[Dataset excerpt]
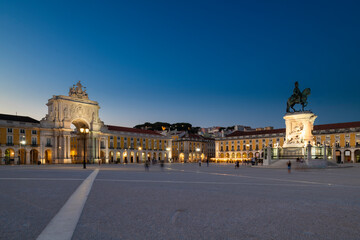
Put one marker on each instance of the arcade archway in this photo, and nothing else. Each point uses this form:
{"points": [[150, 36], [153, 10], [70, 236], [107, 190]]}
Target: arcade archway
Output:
{"points": [[48, 157]]}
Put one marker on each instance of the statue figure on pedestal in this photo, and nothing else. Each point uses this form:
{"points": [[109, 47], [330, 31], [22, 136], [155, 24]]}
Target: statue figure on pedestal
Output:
{"points": [[77, 91], [298, 97]]}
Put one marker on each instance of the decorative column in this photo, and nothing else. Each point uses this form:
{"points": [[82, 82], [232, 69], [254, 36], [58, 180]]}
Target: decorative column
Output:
{"points": [[308, 152], [27, 156], [106, 150], [342, 156]]}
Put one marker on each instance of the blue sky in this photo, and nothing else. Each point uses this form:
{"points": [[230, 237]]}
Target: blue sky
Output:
{"points": [[209, 63]]}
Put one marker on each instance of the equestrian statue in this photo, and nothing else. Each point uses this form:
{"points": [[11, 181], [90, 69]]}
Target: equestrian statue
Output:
{"points": [[298, 97]]}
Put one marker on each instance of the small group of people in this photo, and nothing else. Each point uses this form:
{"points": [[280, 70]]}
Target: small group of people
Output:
{"points": [[147, 164], [207, 162]]}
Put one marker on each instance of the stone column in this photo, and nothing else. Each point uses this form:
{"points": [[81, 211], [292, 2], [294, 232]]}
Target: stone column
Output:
{"points": [[308, 151], [27, 157], [69, 148], [267, 161], [342, 156], [106, 150], [55, 155]]}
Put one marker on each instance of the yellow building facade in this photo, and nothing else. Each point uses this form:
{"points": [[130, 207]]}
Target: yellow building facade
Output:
{"points": [[57, 138], [343, 138]]}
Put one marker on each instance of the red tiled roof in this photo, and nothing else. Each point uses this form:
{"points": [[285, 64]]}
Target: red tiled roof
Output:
{"points": [[133, 130], [250, 133], [17, 118], [282, 130], [192, 136], [337, 126]]}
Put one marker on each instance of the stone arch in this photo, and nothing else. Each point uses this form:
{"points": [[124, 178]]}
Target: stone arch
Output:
{"points": [[34, 156], [48, 156], [137, 157], [102, 156], [118, 157], [80, 122], [338, 156], [181, 157], [347, 156], [111, 156], [22, 155], [125, 157], [132, 157], [357, 155], [10, 155]]}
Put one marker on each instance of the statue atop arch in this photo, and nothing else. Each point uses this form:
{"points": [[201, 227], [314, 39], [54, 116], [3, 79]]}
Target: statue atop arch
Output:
{"points": [[78, 92], [298, 97]]}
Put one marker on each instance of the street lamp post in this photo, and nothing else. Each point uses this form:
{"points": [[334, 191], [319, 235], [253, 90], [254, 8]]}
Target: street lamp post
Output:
{"points": [[84, 132]]}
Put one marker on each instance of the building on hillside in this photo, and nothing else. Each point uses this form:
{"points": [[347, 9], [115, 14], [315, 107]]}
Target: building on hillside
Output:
{"points": [[73, 130], [344, 138], [188, 147]]}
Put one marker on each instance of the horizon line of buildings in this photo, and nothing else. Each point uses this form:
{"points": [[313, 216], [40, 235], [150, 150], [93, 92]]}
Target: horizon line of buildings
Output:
{"points": [[59, 138]]}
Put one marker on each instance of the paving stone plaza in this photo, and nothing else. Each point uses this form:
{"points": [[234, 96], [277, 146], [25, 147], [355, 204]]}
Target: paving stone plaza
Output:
{"points": [[180, 201]]}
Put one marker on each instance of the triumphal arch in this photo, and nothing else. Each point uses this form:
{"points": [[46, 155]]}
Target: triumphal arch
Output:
{"points": [[66, 115]]}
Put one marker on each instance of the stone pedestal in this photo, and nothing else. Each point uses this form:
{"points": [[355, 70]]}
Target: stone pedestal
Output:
{"points": [[299, 126]]}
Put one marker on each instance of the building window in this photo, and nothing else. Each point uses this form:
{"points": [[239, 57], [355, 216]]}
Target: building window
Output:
{"points": [[10, 142]]}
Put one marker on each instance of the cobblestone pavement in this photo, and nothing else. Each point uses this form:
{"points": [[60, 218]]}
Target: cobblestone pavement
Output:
{"points": [[184, 201]]}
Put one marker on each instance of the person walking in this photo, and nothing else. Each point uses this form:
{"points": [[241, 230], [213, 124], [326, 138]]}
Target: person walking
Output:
{"points": [[289, 166]]}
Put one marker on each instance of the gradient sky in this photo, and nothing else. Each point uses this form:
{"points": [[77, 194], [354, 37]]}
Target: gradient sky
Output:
{"points": [[210, 63]]}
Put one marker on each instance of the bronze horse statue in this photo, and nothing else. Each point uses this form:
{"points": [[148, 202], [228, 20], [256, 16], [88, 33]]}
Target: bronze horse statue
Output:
{"points": [[298, 100]]}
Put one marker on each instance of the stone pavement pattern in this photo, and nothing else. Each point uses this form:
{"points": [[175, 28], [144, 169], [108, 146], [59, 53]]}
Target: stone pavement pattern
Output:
{"points": [[186, 202]]}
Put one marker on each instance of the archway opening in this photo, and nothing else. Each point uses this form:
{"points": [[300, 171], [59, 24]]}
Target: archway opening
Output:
{"points": [[357, 155], [79, 142], [102, 157], [22, 156], [338, 156], [132, 157], [48, 156], [181, 157], [34, 156], [9, 156], [125, 157], [347, 156]]}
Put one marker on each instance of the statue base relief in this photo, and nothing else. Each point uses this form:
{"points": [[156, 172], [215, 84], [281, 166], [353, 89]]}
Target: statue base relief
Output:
{"points": [[299, 126]]}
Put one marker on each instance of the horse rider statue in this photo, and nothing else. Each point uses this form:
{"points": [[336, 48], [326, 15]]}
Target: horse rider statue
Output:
{"points": [[298, 97]]}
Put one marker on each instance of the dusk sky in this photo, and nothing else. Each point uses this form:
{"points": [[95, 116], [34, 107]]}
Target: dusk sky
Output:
{"points": [[209, 63]]}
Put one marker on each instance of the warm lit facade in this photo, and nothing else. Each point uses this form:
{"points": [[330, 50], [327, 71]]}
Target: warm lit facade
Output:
{"points": [[57, 137], [192, 148], [344, 138]]}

-- Goal of the exercise --
Render every line of the material above as a Markdown table with the columns "No." and "Line", skipping blank lines and leaving out any pictures.

-- Task output --
| No. | Line |
|---|---|
| 1 | Put one marker on each instance of the arcade archway in this photo, and nothing else. Each point uses this form: |
| 2 | {"points": [[150, 36], [153, 10], [70, 236], [107, 190]]} |
| 3 | Target: arcade archway |
| 4 | Output: |
| 5 | {"points": [[48, 157]]} |
| 6 | Put one marker on each instance of the statue figure on pedestal in this photo, and nothing else. Each point uses this form: |
| 7 | {"points": [[109, 47], [330, 31], [22, 136], [155, 24]]} |
| 8 | Target: statue figure on pedestal |
| 9 | Output: |
| 10 | {"points": [[77, 91], [298, 97]]} |
| 11 | Put one marker on each instance of the decorative column in this photo, and nothing else. Each point uses this form: |
| 12 | {"points": [[82, 82], [232, 69], [254, 36], [58, 180]]} |
| 13 | Target: decorative column |
| 14 | Output: |
| 15 | {"points": [[308, 152], [27, 156], [106, 150], [342, 156]]} |
| 16 | Put one marker on each instance of the blue sky in this photo, and nothing else. Each point uses this form: |
| 17 | {"points": [[230, 237]]} |
| 18 | Target: blue sky |
| 19 | Output: |
| 20 | {"points": [[209, 63]]} |
| 21 | Put one marker on each instance of the equestrian statue in this photo, and nothing else. Each point uses this form: |
| 22 | {"points": [[11, 181], [90, 69]]} |
| 23 | Target: equestrian statue |
| 24 | Output: |
| 25 | {"points": [[298, 97]]} |
| 26 | Put one marker on each instance of the small group of people in this photo, and nothing else. Each point uses this form: |
| 27 | {"points": [[280, 70]]} |
| 28 | Target: small group of people |
| 29 | Output: |
| 30 | {"points": [[147, 164], [207, 162]]} |
| 31 | Put one marker on each instance of the stone column in this photo, and nothing else. Each point uses this form: |
| 32 | {"points": [[81, 211], [292, 2], [294, 232]]} |
| 33 | Target: stone column |
| 34 | Output: |
| 35 | {"points": [[308, 151], [27, 157], [69, 148], [267, 161], [342, 156], [106, 150], [55, 155]]} |
| 36 | Put one marker on each instance of the yellow building facade in this photo, and nothing else. Each point uses this form: |
| 37 | {"points": [[130, 207]]} |
| 38 | Target: yellow building facade |
| 39 | Output: |
| 40 | {"points": [[57, 138], [343, 138]]} |
| 41 | Put one marker on each instance of the red tiled roof in this photo, and nothing else. Each point uses this form: |
| 42 | {"points": [[285, 64]]} |
| 43 | Target: red tiled roof |
| 44 | Output: |
| 45 | {"points": [[133, 130], [250, 133], [17, 118], [282, 130], [192, 136], [337, 126]]} |
| 46 | Put one marker on each instance of the stone arch in this photo, and nothing else. Each point uses this form: |
| 47 | {"points": [[124, 178]]} |
| 48 | Target: stone arch |
| 49 | Output: |
| 50 | {"points": [[34, 156], [48, 156], [137, 157], [102, 156], [118, 157], [80, 122], [338, 156], [181, 157], [347, 156], [111, 156], [22, 155], [125, 157], [132, 157], [357, 155], [10, 155]]} |
| 51 | Put one marker on each instance of the statue atop arch in this photo, and nothing else. Each point uses this form: |
| 52 | {"points": [[201, 227], [314, 39], [54, 116], [3, 79]]} |
| 53 | Target: statue atop arch |
| 54 | Output: |
| 55 | {"points": [[78, 92], [298, 97]]} |
| 56 | Put one marker on each instance of the street lamp post in this photo, and nothing else. Each point uses this form: |
| 57 | {"points": [[334, 191], [319, 235], [253, 90], [254, 8]]} |
| 58 | Target: street lamp post |
| 59 | Output: |
| 60 | {"points": [[84, 132]]} |
| 61 | Put one marker on each instance of the building on hillside in this photo, and nothing else. Each point uses this form: |
| 62 | {"points": [[347, 9], [115, 14], [315, 107]]} |
| 63 | Target: building on hillside |
| 64 | Output: |
| 65 | {"points": [[73, 130], [344, 138], [188, 147]]} |
| 66 | Put one marker on each instance of the horizon line of buildings in this photo, and nothing else. Each point uses this form: |
| 67 | {"points": [[313, 216], [40, 235], [150, 150], [93, 92]]} |
| 68 | Target: horizon line of buildings |
| 69 | Output: |
| 70 | {"points": [[59, 138]]} |
| 71 | Put one marker on each instance of the paving stone plaza in this photo, and nothing else. Each point uses this form: |
| 72 | {"points": [[234, 96], [277, 146], [25, 147], [355, 204]]} |
| 73 | Target: paving stone plaza |
| 74 | Output: |
| 75 | {"points": [[180, 201]]} |
| 76 | Put one marker on each instance of the triumphal arch in this photo, and nothing else. Each point uses this form: |
| 77 | {"points": [[46, 155]]} |
| 78 | Target: triumphal arch |
| 79 | Output: |
| 80 | {"points": [[66, 115]]} |
| 81 | Put one marker on each instance of the stone pedestal in this photo, and nothing else. Each point uses this form: |
| 82 | {"points": [[355, 70]]} |
| 83 | Target: stone pedestal |
| 84 | Output: |
| 85 | {"points": [[299, 126]]} |
| 86 | Put one marker on each instance of the building window in this photo, and nothing else. Each point uses this form: |
| 87 | {"points": [[239, 57], [355, 216]]} |
| 88 | Target: building window |
| 89 | Output: |
| 90 | {"points": [[10, 142]]} |
| 91 | Put one marker on each instance of the cobblestone pavement in this photo, and nothing else. Each point uses this form: |
| 92 | {"points": [[60, 218]]} |
| 93 | Target: cobblestone pavement |
| 94 | Output: |
| 95 | {"points": [[184, 201]]} |
| 96 | Put one marker on each instance of the person walking in this photo, and nothing else. Each point uses this form: |
| 97 | {"points": [[241, 230], [213, 124], [326, 138]]} |
| 98 | Target: person walking |
| 99 | Output: |
| 100 | {"points": [[289, 166]]} |
| 101 | Put one marker on each instance of the gradient sky in this photo, and nothing else. Each point uses this form: |
| 102 | {"points": [[77, 194], [354, 37]]} |
| 103 | Target: gradient sky |
| 104 | Output: |
| 105 | {"points": [[210, 63]]} |
| 106 | Put one marker on each instance of the bronze horse statue in this photo, and nothing else. Each point uses this form: |
| 107 | {"points": [[148, 202], [228, 20], [256, 16], [88, 33]]} |
| 108 | Target: bronze horse statue |
| 109 | Output: |
| 110 | {"points": [[298, 100]]} |
| 111 | Put one marker on each instance of the stone pavement pattern in this photo, and nothing else. Each point uses this form: |
| 112 | {"points": [[175, 28], [144, 169], [108, 146], [59, 53]]} |
| 113 | Target: stone pavement pattern |
| 114 | Output: |
| 115 | {"points": [[186, 202]]} |
| 116 | Put one marker on each instance of the archway opening in this photo, and nothing else. Each point uses this form: |
| 117 | {"points": [[300, 171], [59, 24]]} |
| 118 | Target: archway opening |
| 119 | Output: |
| 120 | {"points": [[357, 155], [79, 142], [102, 157], [22, 156], [338, 156], [132, 157], [48, 156], [181, 157], [34, 156], [9, 156], [125, 157], [347, 156]]} |
| 121 | Put one marker on each instance of the statue base relief in this photo, and nothing else. Each point uses this form: |
| 122 | {"points": [[156, 172], [215, 84], [281, 166], [353, 89]]} |
| 123 | Target: statue base relief |
| 124 | Output: |
| 125 | {"points": [[299, 126]]} |
| 126 | Put one marker on each instance of the horse rider statue in this photo, and nothing else. Each point uses this form: |
| 127 | {"points": [[336, 48], [326, 15]]} |
| 128 | Target: horse rider statue |
| 129 | Output: |
| 130 | {"points": [[298, 97]]} |
| 131 | Put one marker on each instance of the dusk sky in this photo, and nothing else. Each point uses this form: |
| 132 | {"points": [[95, 116], [34, 107]]} |
| 133 | Target: dusk sky |
| 134 | Output: |
| 135 | {"points": [[209, 63]]} |
| 136 | Put one marker on each instance of the warm lit facade in this photo, and nothing else. Each point uses this form: |
| 137 | {"points": [[330, 50], [327, 71]]} |
| 138 | Target: warm lit facade |
| 139 | Output: |
| 140 | {"points": [[57, 137], [192, 148], [344, 138]]} |